Text block
________________________________________

So how can you get ice in a hotel room without using the ice bucket?

Fortunately, most hotels and motels provide plastic liners to separate your much-needed ice from the sides of the room’s portable toilet/diaper pail. Use those. If you don’t want to get your ice even close to the bucket, feel free to use the bags alone, or fill the disposable cups in your room with ice (if your room has glasses instead of cups, though, they could be filthy too). You could pack your own gallon Ziplock to fill with ice, too. Large, sealable plastic bags have any number of traveling uses and should be on your list of essentials. You could even bring your own, personal ice bucket—that’ll show ‘em.

________________________________________

Complete the following
1 - Write out everything in the hotel ice passage from "So how can you" down to "bucket—that’ll show ‘em.", word for word.
2 - Answer these questions from the hotel ice passage.
(a) What do most hotels and motels provide to keep ice away from the sides of the bucket?
(b) What size of Ziplock bag does the passage suggest packing?
(c) What does the passage say about glasses that a room has instead of cups?

Provided material
________________________________________

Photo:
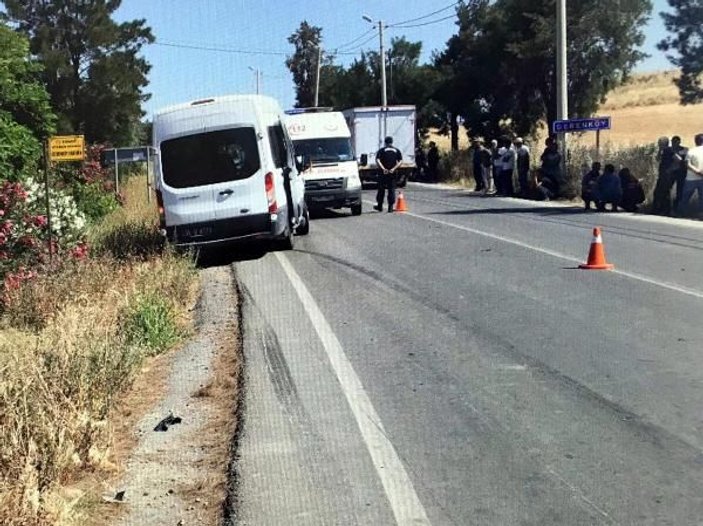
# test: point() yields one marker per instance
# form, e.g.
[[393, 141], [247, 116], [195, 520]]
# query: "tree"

________________________________________

Answers by task
1 -
So how can you get ice in a hotel room without using the ice bucket?

Fortunately, most hotels and motels provide plastic liners to separate your much-needed ice from the sides of the room’s portable toilet/diaper pail. Use those. If you don’t want to get your ice even close to the bucket, feel free to use the bags alone, or fill the disposable cups in your room with ice (if your room has glasses instead of cups, though, they could be filthy too). You could pack your own gallon Ziplock to fill with ice, too. Large, sealable plastic bags have any number of traveling uses and should be on your list of essentials. You could even bring your own, personal ice bucket—that’ll show ‘em.

2 -
(a) Plastic liners.
(b) A gallon Ziplock.
(c) They could be filthy too.